::: SOURCE DATA :::
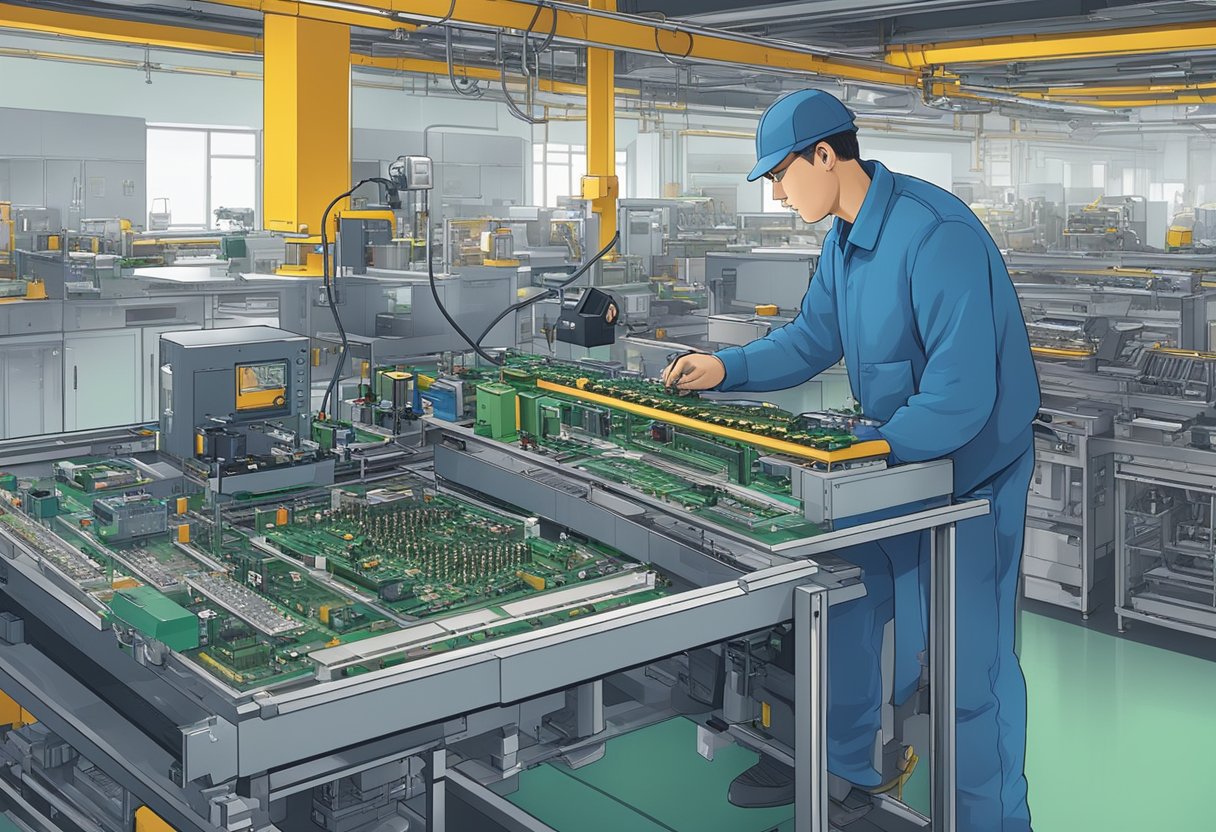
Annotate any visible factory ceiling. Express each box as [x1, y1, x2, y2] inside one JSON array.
[[6, 0, 1216, 115]]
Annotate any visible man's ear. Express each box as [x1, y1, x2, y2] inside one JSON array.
[[815, 141, 836, 170]]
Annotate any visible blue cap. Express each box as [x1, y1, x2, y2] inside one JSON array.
[[747, 90, 857, 182]]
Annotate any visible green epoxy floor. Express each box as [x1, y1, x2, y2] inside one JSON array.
[[509, 612, 1216, 831]]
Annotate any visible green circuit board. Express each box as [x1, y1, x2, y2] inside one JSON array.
[[498, 352, 863, 450], [0, 469, 668, 692], [459, 354, 835, 546], [263, 482, 650, 617]]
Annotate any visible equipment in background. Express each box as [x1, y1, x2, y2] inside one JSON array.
[[10, 206, 62, 253], [1063, 195, 1147, 251], [346, 365, 423, 436], [148, 198, 172, 231], [1165, 204, 1216, 251], [333, 157, 433, 275], [556, 288, 618, 348], [158, 327, 329, 491], [213, 206, 255, 232], [65, 218, 135, 255], [481, 228, 520, 267], [1011, 252, 1216, 618]]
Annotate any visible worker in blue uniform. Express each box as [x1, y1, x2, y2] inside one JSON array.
[[663, 89, 1040, 831]]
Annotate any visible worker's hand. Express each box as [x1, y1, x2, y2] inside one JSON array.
[[851, 423, 884, 442], [661, 353, 726, 394]]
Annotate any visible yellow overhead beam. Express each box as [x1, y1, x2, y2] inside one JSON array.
[[0, 1, 262, 54], [204, 0, 919, 87], [888, 21, 1216, 68]]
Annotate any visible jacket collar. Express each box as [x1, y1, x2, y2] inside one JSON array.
[[834, 159, 894, 253]]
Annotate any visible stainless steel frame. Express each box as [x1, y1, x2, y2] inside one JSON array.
[[0, 421, 984, 832]]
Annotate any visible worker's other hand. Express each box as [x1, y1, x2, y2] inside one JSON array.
[[661, 353, 726, 394], [851, 423, 884, 442]]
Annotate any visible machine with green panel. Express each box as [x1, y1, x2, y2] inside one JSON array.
[[108, 586, 200, 651]]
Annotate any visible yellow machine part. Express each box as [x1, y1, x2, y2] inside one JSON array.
[[761, 701, 772, 729], [0, 690, 35, 729], [754, 304, 779, 316], [1166, 226, 1193, 249], [176, 524, 190, 544], [1151, 345, 1216, 360], [1031, 346, 1095, 358], [534, 379, 890, 464], [135, 806, 176, 832]]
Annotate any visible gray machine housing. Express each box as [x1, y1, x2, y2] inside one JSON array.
[[158, 327, 310, 460]]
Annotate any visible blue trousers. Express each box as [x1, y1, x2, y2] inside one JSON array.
[[827, 442, 1034, 832]]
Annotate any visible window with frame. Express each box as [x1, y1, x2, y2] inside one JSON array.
[[147, 126, 259, 230], [532, 143, 627, 207]]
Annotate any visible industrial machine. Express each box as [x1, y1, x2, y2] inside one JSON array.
[[213, 207, 255, 233], [1063, 195, 1147, 251], [0, 324, 982, 832], [158, 327, 329, 492], [972, 198, 1063, 252], [1010, 252, 1216, 619], [705, 249, 817, 348]]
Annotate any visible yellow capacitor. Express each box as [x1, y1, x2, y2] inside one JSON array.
[[761, 701, 772, 728], [276, 507, 289, 526], [177, 524, 190, 544], [175, 497, 188, 515], [319, 605, 330, 625], [517, 571, 546, 591]]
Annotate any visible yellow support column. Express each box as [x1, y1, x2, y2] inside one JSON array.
[[263, 14, 351, 237], [581, 0, 618, 253]]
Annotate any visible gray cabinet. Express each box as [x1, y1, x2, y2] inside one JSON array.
[[0, 335, 62, 440], [63, 329, 140, 431]]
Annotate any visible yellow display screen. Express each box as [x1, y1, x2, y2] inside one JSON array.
[[235, 361, 288, 412]]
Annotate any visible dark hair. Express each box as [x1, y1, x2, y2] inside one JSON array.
[[803, 129, 859, 163]]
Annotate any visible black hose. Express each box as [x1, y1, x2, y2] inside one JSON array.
[[471, 230, 621, 352]]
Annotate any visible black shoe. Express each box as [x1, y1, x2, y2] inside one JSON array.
[[728, 755, 794, 808], [728, 757, 875, 827], [829, 788, 875, 827]]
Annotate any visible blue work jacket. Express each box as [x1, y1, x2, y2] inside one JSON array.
:::
**TASK DETAILS:** Copy the records exactly as they appear, leaving every picture out.

**TASK RESPONSE:**
Annotate any visible factory ceiling. Express each box as [x1, y1, x2, y2] inside one JSON array.
[[6, 0, 1216, 115]]
Annotate any visible man's ear. Express each box as [x1, y1, x2, y2] inside one JSON array.
[[815, 141, 836, 170]]
Annotate any visible blue cap. Express each box as [x1, y1, x2, y2] inside one JSON array.
[[747, 90, 857, 182]]
Annotate any visible green epoxy floor. Express each box as [x1, y1, x2, y2] inside one JSON array.
[[509, 612, 1216, 831]]
Annotate any visible green circuit board. Express each box as [x1, y1, x2, y2] inside one JSON array.
[[498, 352, 863, 450], [0, 469, 668, 692], [459, 354, 835, 546], [263, 482, 650, 617]]
Annotate any visible equipment in background. Express each box as [x1, y1, x2, y2] inside one JSON array.
[[10, 206, 62, 253], [1063, 195, 1147, 251], [346, 365, 423, 436], [148, 198, 172, 231], [1165, 204, 1216, 251], [333, 157, 433, 275], [556, 288, 618, 348], [158, 327, 329, 491], [213, 206, 255, 232], [65, 218, 135, 255], [481, 228, 520, 267], [1011, 252, 1216, 618]]
Annotate any visible worker in blue uniform. Express each box as [x1, y1, x2, y2] inside one JSON array.
[[663, 89, 1040, 831]]
Annotate any visible worker's hand. Express each box as [x1, y1, x2, y2] inside one JSON array.
[[851, 423, 884, 442], [661, 353, 726, 394]]
Annotate any visible yellow overhead beam. Express each box as [x1, y1, x2, y2] inside one JSON array.
[[0, 1, 262, 54], [204, 0, 919, 87], [888, 21, 1216, 68]]
Annotate any visible jacket collar. Express each box as [x1, y1, x2, y2] inside one JSON array.
[[834, 159, 894, 253]]
Annotate any visible stainless steel frame. Express each box as [x1, y1, x2, y2] inside one JSON array.
[[0, 421, 984, 832]]
Annotate any visible worker's other hand. Express each box as [x1, y1, x2, y2] inside one JSON array.
[[661, 353, 726, 394], [851, 423, 884, 442]]
Annotate any visible machine with green panel. Express each box as [x1, y1, x2, y2] inside one JSON array.
[[108, 586, 200, 651]]
Annotate any visible yellow machine part. Express each box as [x1, y1, x2, y2] inside one JSON array.
[[761, 701, 772, 729], [0, 690, 35, 729], [754, 304, 779, 316], [1166, 226, 1193, 249], [176, 524, 190, 544], [1151, 345, 1216, 360], [1031, 346, 1095, 358], [534, 379, 890, 464], [135, 806, 176, 832]]
Annotate any visible gray machine housing. Express each box as [x1, y1, x2, y2] inside one JSON array.
[[158, 327, 310, 460]]
Annotate any visible blue trousers. Express each box as [x1, y1, x2, y2] inside one JSON array.
[[827, 442, 1034, 832]]
Annotate any visible window with frame. Express each box as [x1, y1, x2, y2] inside one JSON array.
[[147, 126, 259, 230], [532, 143, 627, 207]]
Annotate any visible industrial machine. Express each box as [x1, y1, x2, y2] inside one JSON array.
[[213, 207, 255, 233], [1063, 195, 1147, 251], [0, 324, 982, 832], [158, 327, 329, 492], [972, 198, 1063, 252], [1010, 252, 1216, 619], [705, 249, 817, 348]]
Annotate any visible yellow capacitor. Express each box as [x1, y1, x2, y2] inside one JSON array.
[[761, 701, 772, 728], [276, 507, 289, 526], [177, 524, 190, 544], [175, 497, 188, 515], [319, 605, 330, 625], [517, 571, 546, 591]]
Annotate any visible yellow support column. Express each box as [x1, y1, x2, y2] inside one JSON array.
[[263, 14, 351, 237], [581, 0, 618, 253]]
Annotate any visible gray cabinet. Express each box as [x1, y1, x2, y2] inside one JSON array.
[[0, 335, 62, 440], [63, 329, 140, 431]]
Annotate any visible yellow display screen. Express each box as [x1, y1, x2, y2] inside one JSON array.
[[235, 361, 288, 412]]
Annotate any visible dark hair. Express each box as [x1, y1, x2, y2] inside one JSON array.
[[803, 129, 859, 163]]
Annotate any visible black hose. Express each box as [x1, y1, x2, y2] inside one JSON array.
[[471, 230, 621, 352]]
Annotate any visible black shoe. Express each box as [x1, y1, x2, y2] inside one JSON array.
[[728, 755, 794, 808], [728, 757, 875, 827], [829, 788, 875, 827]]
Annotate any visible blue work jacket. Express each box as [x1, y1, x2, y2] inside one JSON array.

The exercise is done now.